⟨

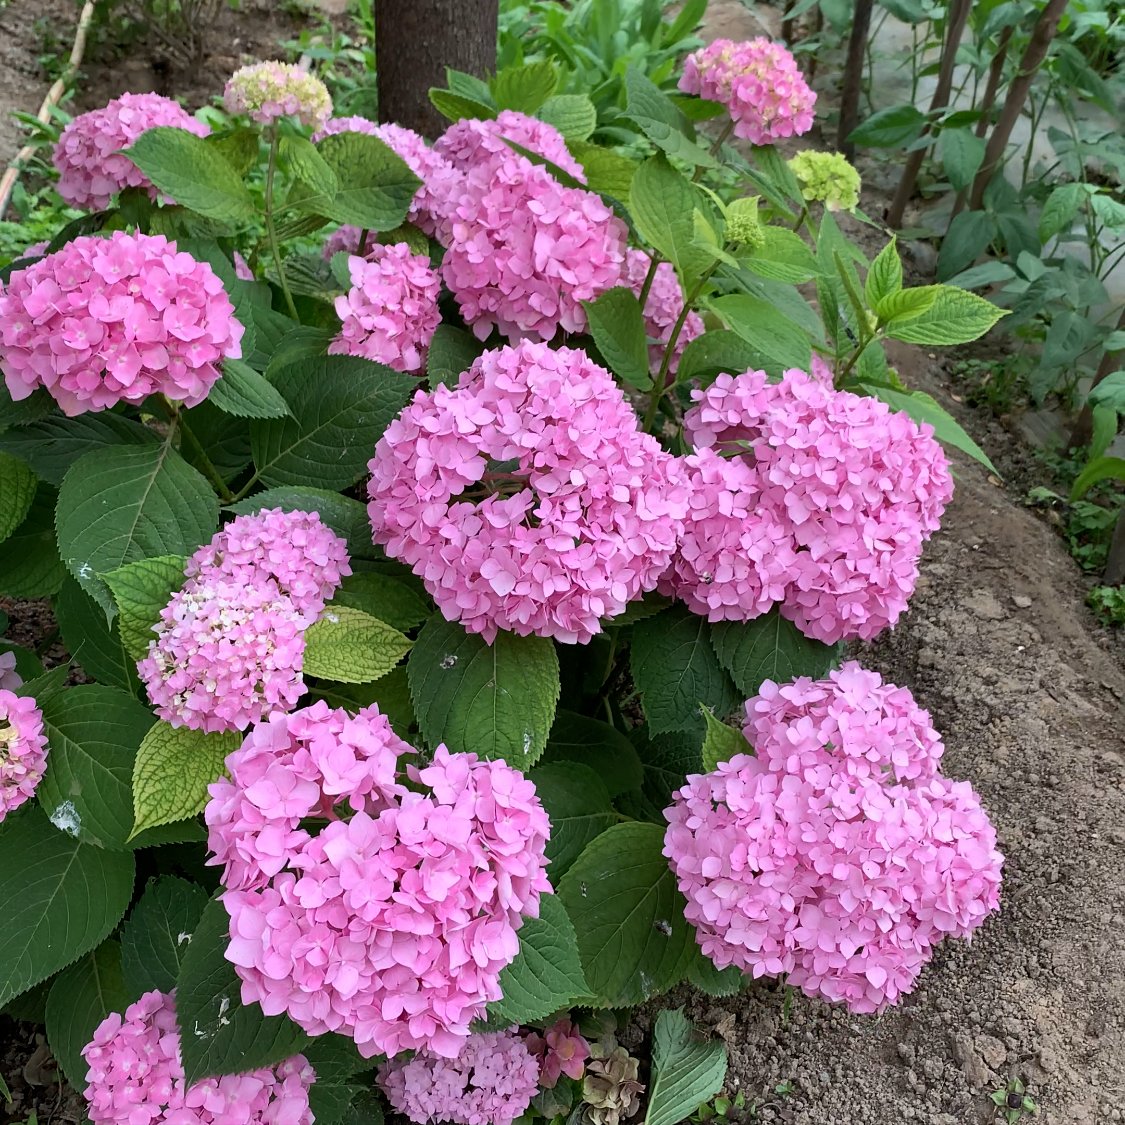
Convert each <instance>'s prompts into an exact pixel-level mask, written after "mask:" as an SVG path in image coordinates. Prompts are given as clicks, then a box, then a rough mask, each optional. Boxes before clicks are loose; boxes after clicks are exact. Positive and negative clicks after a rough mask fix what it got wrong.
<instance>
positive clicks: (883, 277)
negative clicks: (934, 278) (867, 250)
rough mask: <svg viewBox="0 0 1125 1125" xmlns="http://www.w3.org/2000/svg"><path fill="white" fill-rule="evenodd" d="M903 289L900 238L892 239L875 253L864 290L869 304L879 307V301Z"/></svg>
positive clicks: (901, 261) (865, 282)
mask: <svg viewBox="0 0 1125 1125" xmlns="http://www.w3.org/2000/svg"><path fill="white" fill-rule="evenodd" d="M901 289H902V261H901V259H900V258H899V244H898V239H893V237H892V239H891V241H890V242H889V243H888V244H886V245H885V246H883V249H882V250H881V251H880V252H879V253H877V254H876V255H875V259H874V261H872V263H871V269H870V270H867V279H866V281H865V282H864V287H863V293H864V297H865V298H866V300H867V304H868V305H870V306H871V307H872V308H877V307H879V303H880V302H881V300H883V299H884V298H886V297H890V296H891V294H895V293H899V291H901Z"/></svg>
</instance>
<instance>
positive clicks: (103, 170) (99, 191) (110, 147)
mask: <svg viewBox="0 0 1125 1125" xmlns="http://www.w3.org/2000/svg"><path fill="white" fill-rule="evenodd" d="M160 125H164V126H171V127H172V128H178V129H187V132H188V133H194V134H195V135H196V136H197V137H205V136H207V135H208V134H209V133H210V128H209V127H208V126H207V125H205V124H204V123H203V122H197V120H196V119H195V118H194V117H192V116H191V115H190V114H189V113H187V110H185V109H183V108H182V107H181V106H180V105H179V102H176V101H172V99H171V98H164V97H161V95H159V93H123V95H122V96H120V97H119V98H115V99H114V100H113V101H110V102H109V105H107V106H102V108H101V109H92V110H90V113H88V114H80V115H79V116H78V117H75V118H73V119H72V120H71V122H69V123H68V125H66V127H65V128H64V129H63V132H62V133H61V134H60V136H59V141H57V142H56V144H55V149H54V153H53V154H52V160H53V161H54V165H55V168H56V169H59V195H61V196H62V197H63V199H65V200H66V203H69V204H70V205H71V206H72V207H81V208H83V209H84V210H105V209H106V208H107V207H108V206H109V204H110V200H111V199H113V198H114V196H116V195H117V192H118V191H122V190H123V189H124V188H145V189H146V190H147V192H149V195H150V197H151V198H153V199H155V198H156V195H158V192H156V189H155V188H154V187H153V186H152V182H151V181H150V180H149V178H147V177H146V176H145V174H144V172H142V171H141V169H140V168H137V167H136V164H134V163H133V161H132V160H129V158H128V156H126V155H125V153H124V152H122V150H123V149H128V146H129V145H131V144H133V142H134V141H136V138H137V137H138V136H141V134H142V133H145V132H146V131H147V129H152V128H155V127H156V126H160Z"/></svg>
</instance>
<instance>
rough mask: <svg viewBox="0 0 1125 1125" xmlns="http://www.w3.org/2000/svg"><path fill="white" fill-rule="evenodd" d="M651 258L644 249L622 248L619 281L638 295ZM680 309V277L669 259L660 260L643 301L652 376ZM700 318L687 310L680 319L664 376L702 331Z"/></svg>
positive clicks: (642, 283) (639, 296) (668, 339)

⟩

• _WHAT YOU ARE ASKED TO DO_: Copy everything from the start of the entries down through the line containing "289L900 238L892 239L875", without changing anything, and leave the pictures out of your copy.

• _REPLY_:
Convert each <instance>'s prompts into an exact pixel-level mask, written after "mask:" as an SVG path in image coordinates. Prompts are given as clicks, then a box, then a rough mask, each optional. Boxes before clicks are loose; boxes after clicks are exact. Positive and negative clicks after a rough mask fix what it got wrong.
<instance>
positive clicks: (883, 277)
negative clicks: (934, 278) (867, 250)
rough mask: <svg viewBox="0 0 1125 1125" xmlns="http://www.w3.org/2000/svg"><path fill="white" fill-rule="evenodd" d="M903 289L900 238L892 239L875 253L864 290L869 304L879 307V301Z"/></svg>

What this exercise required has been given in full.